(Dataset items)
○ ○ ○ ○ ○

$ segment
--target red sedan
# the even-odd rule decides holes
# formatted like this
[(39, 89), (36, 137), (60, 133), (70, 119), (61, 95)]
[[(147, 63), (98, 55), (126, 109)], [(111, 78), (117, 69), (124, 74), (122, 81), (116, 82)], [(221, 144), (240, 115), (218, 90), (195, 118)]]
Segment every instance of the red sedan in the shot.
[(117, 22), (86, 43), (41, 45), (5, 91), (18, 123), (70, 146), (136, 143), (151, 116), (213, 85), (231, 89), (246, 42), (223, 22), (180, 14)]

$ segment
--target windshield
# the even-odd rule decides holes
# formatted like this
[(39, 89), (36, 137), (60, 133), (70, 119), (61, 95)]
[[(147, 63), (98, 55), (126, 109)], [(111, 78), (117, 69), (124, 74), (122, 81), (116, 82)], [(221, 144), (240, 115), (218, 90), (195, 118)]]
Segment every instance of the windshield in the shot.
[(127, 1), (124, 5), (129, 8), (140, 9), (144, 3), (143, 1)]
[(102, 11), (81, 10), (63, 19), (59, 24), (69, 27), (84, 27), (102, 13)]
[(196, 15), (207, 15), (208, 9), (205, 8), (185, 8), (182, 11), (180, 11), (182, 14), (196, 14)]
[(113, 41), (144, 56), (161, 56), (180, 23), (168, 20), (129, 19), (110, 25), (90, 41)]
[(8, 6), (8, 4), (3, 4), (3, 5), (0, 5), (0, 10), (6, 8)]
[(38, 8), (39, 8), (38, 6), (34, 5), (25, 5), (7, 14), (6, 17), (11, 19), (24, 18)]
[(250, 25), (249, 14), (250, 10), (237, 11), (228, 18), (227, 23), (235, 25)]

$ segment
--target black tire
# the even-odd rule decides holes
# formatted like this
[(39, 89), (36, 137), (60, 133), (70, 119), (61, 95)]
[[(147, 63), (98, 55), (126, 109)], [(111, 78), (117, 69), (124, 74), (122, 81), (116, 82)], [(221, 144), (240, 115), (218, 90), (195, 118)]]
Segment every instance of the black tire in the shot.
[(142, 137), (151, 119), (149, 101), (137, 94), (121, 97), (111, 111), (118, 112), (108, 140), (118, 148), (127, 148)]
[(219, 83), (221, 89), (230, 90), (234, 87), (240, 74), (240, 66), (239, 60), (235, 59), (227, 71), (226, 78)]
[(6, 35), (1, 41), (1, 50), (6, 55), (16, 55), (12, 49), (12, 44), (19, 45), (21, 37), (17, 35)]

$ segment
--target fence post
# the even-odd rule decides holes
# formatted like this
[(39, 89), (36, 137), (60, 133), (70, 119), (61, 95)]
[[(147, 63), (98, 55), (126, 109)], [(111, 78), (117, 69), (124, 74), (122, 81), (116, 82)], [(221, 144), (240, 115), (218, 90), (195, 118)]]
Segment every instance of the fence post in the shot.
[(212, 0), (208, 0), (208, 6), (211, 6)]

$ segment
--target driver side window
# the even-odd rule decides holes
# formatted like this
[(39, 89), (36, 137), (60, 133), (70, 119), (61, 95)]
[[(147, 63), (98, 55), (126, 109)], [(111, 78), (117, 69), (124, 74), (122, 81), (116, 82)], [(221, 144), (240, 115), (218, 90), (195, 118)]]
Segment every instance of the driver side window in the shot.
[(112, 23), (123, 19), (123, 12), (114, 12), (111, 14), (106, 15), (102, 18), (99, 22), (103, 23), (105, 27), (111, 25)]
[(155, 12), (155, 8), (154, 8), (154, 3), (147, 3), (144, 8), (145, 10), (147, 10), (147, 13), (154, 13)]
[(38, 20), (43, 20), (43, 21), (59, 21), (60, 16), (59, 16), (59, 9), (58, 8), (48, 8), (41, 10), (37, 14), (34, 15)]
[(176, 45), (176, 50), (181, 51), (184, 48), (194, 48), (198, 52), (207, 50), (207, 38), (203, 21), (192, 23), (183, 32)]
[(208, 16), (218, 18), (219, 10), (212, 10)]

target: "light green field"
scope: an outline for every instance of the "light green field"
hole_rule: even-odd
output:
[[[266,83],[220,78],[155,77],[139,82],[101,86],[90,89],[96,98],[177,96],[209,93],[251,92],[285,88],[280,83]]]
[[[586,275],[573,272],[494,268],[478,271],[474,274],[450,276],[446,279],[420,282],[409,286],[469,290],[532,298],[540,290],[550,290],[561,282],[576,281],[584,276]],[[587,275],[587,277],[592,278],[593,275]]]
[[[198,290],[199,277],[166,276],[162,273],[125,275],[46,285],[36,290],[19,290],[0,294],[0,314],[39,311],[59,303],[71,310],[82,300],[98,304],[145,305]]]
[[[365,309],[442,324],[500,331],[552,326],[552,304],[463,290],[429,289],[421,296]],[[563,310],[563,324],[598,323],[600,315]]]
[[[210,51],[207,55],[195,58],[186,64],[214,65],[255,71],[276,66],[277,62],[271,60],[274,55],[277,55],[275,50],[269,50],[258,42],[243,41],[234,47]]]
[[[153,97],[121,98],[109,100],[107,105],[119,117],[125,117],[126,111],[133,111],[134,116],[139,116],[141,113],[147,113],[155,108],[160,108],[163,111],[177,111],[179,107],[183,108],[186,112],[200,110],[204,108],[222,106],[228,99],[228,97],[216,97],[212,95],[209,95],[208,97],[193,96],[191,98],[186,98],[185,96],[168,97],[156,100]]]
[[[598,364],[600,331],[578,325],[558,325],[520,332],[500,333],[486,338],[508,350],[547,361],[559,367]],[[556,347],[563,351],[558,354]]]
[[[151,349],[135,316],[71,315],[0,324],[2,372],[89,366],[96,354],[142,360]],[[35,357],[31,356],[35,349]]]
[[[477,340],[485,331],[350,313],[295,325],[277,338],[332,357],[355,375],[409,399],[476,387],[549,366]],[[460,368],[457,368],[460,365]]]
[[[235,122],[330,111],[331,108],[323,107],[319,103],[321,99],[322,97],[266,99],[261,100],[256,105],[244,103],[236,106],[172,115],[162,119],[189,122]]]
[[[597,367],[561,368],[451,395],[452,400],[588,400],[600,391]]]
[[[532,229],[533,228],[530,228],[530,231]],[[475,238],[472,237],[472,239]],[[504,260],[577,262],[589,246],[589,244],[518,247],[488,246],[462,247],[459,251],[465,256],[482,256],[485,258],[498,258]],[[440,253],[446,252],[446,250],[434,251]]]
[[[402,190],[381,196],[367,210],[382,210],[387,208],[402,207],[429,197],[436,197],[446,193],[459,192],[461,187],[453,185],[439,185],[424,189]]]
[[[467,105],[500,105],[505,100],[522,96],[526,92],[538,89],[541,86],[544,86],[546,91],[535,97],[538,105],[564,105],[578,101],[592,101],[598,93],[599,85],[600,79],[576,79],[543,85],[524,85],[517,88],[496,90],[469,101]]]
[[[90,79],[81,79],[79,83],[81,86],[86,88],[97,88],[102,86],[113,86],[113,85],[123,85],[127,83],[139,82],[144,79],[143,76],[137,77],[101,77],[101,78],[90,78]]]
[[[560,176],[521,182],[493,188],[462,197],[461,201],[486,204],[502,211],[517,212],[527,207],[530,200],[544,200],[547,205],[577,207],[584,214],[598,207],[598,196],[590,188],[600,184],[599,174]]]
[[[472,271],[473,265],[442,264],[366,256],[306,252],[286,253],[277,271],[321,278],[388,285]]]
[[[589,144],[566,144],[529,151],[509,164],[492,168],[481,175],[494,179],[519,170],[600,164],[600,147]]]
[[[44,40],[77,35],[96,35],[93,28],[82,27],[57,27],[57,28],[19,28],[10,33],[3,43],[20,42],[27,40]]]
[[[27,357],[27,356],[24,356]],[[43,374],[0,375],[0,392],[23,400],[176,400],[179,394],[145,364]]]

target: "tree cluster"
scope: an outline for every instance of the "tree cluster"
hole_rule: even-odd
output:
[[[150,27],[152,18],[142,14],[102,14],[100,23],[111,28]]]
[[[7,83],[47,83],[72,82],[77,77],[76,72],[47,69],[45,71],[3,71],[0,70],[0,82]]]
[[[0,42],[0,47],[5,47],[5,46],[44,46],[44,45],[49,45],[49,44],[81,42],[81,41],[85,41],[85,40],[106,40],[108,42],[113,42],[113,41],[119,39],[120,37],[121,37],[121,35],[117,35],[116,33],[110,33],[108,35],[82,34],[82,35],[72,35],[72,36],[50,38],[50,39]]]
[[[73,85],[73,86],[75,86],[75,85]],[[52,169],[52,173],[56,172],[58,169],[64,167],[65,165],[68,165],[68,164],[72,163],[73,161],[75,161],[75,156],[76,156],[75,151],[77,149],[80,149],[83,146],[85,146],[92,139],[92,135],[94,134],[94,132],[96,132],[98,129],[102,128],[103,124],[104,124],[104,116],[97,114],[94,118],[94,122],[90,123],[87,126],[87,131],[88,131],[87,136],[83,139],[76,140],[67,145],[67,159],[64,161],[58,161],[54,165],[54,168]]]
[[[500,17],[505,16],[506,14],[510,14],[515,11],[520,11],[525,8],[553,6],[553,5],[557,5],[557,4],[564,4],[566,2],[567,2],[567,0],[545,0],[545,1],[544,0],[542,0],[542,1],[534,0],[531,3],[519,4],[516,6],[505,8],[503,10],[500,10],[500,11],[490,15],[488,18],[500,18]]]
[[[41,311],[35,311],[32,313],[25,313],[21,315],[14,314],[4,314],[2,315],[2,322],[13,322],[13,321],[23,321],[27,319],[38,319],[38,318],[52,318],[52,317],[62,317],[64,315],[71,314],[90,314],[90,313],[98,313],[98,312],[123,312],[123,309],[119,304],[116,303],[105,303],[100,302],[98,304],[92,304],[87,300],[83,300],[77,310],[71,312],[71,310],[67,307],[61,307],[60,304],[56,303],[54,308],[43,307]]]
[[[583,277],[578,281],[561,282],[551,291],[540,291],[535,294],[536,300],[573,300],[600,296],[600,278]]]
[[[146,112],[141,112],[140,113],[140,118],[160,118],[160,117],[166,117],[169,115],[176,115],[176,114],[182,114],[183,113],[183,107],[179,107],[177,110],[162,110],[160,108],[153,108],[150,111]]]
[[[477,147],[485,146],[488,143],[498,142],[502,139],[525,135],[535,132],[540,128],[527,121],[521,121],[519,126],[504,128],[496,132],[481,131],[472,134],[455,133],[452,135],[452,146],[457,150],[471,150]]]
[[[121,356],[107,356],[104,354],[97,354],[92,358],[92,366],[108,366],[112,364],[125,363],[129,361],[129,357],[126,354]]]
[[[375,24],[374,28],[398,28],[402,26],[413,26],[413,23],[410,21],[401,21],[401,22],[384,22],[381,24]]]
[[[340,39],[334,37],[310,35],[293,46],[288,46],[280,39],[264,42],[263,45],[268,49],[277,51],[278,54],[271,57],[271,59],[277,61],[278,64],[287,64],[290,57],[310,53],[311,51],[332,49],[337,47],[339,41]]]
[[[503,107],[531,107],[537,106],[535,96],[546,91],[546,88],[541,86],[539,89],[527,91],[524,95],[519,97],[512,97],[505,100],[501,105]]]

○ ○ ○ ○ ○

Wherever a line in the entries holds "green", copy that line.

__Solution to the problem__
target: "light green field"
scope: an outline for every instance of the "light green field"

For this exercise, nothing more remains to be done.